◆ Assignment:
Return the records that follow unaltered. Omit every picture.
BEGIN Given entries
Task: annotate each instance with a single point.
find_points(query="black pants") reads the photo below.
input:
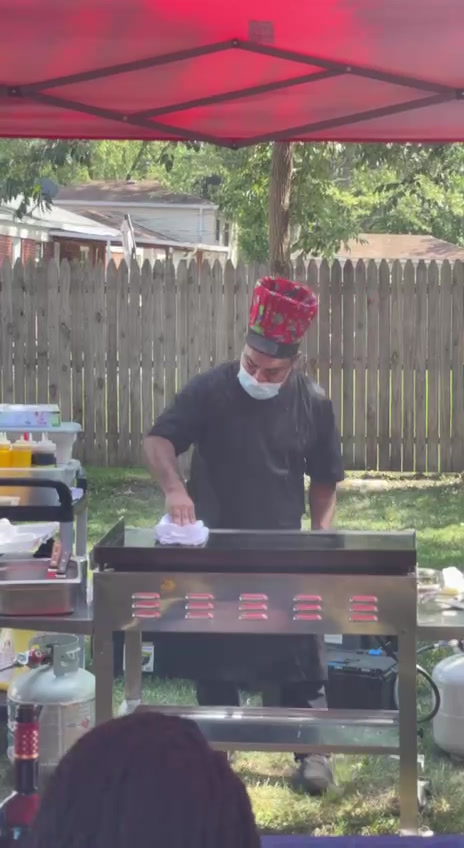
(218, 693)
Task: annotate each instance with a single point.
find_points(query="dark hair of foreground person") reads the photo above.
(144, 781)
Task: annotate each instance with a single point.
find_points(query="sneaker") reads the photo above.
(315, 774)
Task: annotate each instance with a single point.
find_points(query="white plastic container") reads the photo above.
(448, 724)
(63, 437)
(43, 453)
(32, 496)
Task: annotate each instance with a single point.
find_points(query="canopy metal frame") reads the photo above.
(40, 92)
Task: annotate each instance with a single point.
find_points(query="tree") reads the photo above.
(280, 191)
(285, 198)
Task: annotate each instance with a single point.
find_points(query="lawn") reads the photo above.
(365, 798)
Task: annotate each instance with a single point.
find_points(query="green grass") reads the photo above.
(365, 800)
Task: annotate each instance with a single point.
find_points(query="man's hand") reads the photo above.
(180, 506)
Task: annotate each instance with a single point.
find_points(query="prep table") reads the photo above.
(267, 583)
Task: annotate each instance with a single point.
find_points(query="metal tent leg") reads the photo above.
(103, 670)
(408, 732)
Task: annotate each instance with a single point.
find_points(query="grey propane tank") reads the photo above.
END Given entries
◆ Solution for this problem:
Task: annotate each instance with a single point.
find_points(query="black pants") reads the photo below.
input:
(218, 693)
Task: annotate each instance with a single point.
find_points(query="dark hair of foreground person") reads the photo above.
(144, 781)
Task: annotate each instance with a single point.
find_points(query="sneaker") reads the photo above.
(315, 774)
Task: annotate each instance with a single point.
find_points(query="white plastic container") reads the photo above.
(448, 724)
(63, 437)
(43, 453)
(32, 496)
Task: annotate each instance with a single point.
find_points(query="canopy metal frame") reads the photo above.
(40, 92)
Task: annotate each instance with a single point.
find_points(query="tree") reads the photo above.
(280, 191)
(285, 198)
Task: annotate each instance with a single point.
find_points(query="lawn") reads the photo above.
(365, 798)
Task: annotate each instance with a single point.
find_points(query="green grass") reads the photo above.
(365, 800)
Task: annotate each instance with a single point.
find_points(query="man's hand") reads the photo above.
(180, 506)
Task: annotate each instance with a single point.
find_points(query="prep table") reads the photo above.
(267, 583)
Task: annotate each instance with a single point.
find_points(query="metal tent leg") reads the photo above.
(103, 670)
(408, 732)
Task: annotate each instance with a single point.
find_points(query="grey propane tank") reads the photo above.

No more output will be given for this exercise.